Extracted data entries
• • •

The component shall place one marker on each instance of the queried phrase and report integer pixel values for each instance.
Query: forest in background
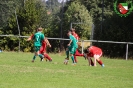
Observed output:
(56, 18)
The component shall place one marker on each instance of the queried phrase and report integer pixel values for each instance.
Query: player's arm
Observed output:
(69, 42)
(89, 60)
(47, 41)
(31, 37)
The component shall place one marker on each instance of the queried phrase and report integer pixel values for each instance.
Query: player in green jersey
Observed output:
(38, 38)
(72, 46)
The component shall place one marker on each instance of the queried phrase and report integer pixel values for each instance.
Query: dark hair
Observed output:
(68, 31)
(86, 51)
(72, 29)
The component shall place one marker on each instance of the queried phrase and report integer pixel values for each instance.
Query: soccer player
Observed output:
(72, 46)
(38, 38)
(43, 47)
(96, 52)
(77, 51)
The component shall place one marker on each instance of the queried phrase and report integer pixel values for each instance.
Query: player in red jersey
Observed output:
(43, 48)
(77, 52)
(96, 53)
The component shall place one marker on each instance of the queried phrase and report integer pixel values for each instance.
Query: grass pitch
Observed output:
(17, 71)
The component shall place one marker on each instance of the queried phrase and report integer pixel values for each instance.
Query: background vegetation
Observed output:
(56, 18)
(17, 71)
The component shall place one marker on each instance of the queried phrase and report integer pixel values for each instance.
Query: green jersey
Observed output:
(74, 41)
(38, 38)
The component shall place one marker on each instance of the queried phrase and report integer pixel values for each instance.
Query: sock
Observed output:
(92, 63)
(34, 57)
(67, 53)
(40, 55)
(72, 57)
(47, 56)
(75, 59)
(78, 54)
(100, 62)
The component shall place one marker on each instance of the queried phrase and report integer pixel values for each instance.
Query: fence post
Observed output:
(127, 51)
(18, 29)
(82, 42)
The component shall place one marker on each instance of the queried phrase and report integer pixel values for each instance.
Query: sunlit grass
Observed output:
(17, 71)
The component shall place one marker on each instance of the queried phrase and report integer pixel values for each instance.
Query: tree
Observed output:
(77, 13)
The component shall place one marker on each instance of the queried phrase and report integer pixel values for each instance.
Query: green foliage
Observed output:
(77, 13)
(17, 71)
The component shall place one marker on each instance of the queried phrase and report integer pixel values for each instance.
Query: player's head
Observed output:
(39, 29)
(69, 32)
(86, 50)
(72, 30)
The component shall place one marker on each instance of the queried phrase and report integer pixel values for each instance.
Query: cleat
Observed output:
(84, 56)
(102, 65)
(50, 60)
(73, 64)
(65, 61)
(41, 59)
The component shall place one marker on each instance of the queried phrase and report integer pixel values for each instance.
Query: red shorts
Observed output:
(43, 49)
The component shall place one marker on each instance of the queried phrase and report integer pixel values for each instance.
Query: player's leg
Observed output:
(39, 54)
(97, 58)
(72, 52)
(90, 61)
(34, 57)
(67, 53)
(47, 56)
(67, 56)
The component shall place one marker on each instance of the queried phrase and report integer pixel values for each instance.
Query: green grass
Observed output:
(17, 71)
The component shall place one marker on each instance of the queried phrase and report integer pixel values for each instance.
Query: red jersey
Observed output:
(75, 35)
(93, 50)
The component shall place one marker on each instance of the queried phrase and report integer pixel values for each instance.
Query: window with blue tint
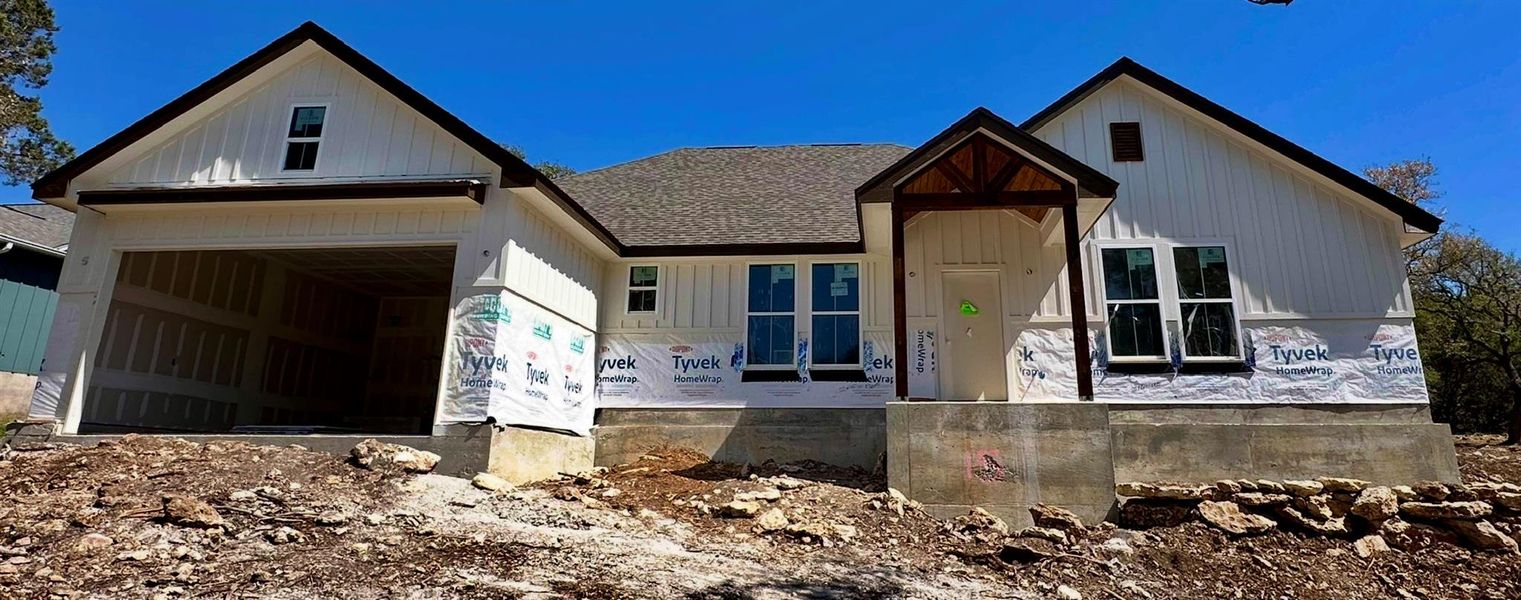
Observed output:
(1132, 303)
(770, 317)
(837, 314)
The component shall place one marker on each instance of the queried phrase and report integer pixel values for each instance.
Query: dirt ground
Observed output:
(297, 524)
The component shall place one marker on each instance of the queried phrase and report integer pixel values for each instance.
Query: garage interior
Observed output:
(273, 341)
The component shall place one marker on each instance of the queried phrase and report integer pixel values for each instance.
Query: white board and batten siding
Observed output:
(1299, 248)
(367, 134)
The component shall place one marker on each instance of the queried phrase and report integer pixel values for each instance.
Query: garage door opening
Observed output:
(339, 340)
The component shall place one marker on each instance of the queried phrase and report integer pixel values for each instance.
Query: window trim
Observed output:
(857, 312)
(630, 287)
(1168, 297)
(794, 312)
(1105, 302)
(1235, 305)
(288, 140)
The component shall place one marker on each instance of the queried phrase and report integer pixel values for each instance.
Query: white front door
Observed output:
(974, 337)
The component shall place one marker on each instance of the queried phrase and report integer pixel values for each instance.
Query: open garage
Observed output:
(323, 340)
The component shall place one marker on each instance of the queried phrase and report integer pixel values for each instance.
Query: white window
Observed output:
(1132, 305)
(1205, 306)
(644, 284)
(770, 317)
(837, 314)
(303, 137)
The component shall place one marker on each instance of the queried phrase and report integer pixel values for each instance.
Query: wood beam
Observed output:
(984, 200)
(899, 302)
(1077, 302)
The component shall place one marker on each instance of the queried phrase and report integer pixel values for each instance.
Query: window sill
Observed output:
(850, 375)
(1211, 367)
(768, 376)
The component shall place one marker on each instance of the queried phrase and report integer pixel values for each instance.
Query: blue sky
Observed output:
(593, 84)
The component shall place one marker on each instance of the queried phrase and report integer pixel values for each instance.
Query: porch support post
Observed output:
(1079, 305)
(899, 303)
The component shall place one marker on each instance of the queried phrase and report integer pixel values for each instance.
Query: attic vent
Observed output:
(1124, 140)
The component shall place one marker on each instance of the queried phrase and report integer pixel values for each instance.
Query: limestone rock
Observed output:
(1317, 506)
(770, 495)
(1054, 517)
(93, 541)
(1473, 510)
(1147, 513)
(285, 535)
(1051, 535)
(1483, 535)
(978, 520)
(374, 454)
(1369, 545)
(773, 520)
(1342, 485)
(743, 509)
(1325, 527)
(1413, 536)
(1261, 500)
(1229, 518)
(1508, 500)
(1375, 504)
(1022, 550)
(1167, 491)
(190, 512)
(490, 483)
(1435, 491)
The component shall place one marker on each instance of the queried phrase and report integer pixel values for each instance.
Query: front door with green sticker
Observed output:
(972, 366)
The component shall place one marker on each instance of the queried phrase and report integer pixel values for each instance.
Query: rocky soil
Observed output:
(151, 517)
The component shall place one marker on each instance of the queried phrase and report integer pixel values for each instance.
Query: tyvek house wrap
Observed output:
(520, 364)
(1327, 361)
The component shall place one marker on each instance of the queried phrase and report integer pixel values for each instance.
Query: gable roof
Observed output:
(1091, 183)
(1413, 215)
(514, 169)
(43, 226)
(700, 200)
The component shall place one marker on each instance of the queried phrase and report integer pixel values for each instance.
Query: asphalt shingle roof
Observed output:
(733, 194)
(41, 224)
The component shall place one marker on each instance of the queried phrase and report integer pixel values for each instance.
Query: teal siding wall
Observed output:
(26, 314)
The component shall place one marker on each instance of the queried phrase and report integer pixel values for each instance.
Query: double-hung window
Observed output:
(837, 314)
(1132, 305)
(1206, 309)
(644, 284)
(770, 315)
(304, 137)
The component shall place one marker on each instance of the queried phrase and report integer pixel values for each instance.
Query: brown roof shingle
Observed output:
(733, 194)
(41, 224)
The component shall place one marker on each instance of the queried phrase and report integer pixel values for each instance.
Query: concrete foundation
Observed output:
(835, 436)
(1381, 443)
(1003, 457)
(522, 456)
(15, 395)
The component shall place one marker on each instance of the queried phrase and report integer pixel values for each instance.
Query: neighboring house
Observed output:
(306, 244)
(32, 244)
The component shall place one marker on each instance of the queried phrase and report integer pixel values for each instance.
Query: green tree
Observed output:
(552, 171)
(28, 146)
(1468, 314)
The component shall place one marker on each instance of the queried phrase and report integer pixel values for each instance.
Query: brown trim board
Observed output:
(256, 194)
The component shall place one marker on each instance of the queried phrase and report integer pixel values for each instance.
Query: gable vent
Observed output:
(1124, 142)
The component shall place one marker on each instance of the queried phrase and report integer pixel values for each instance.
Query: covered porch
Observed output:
(986, 224)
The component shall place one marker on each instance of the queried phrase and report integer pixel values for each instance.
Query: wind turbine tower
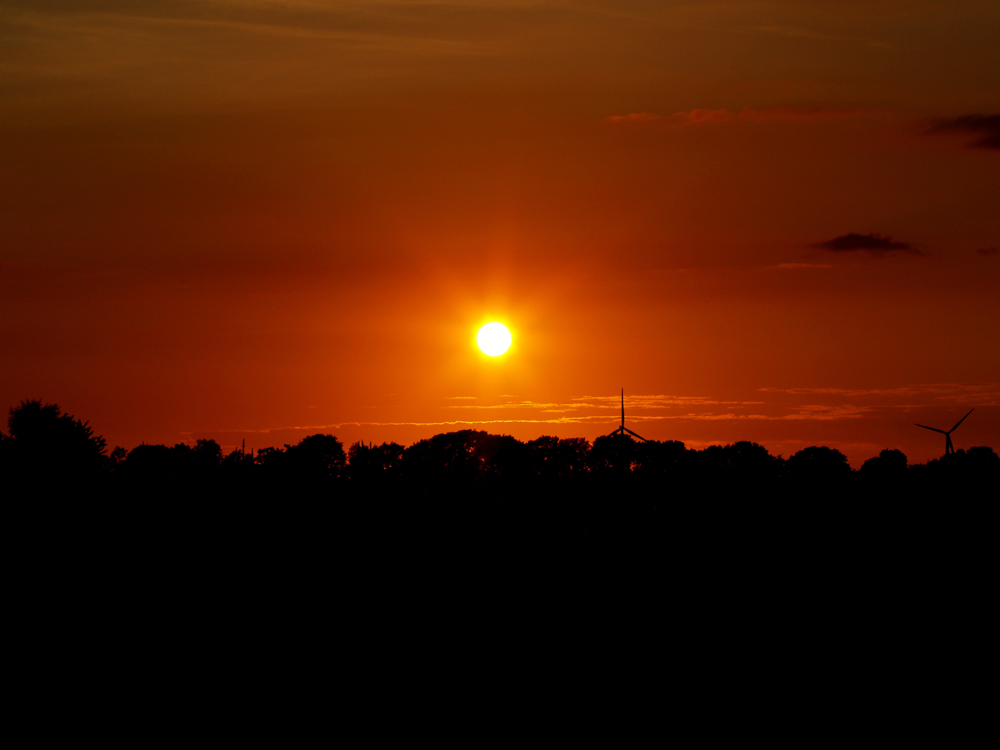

• • •

How many lines of the records contain the word "blue"? Give only the number.

2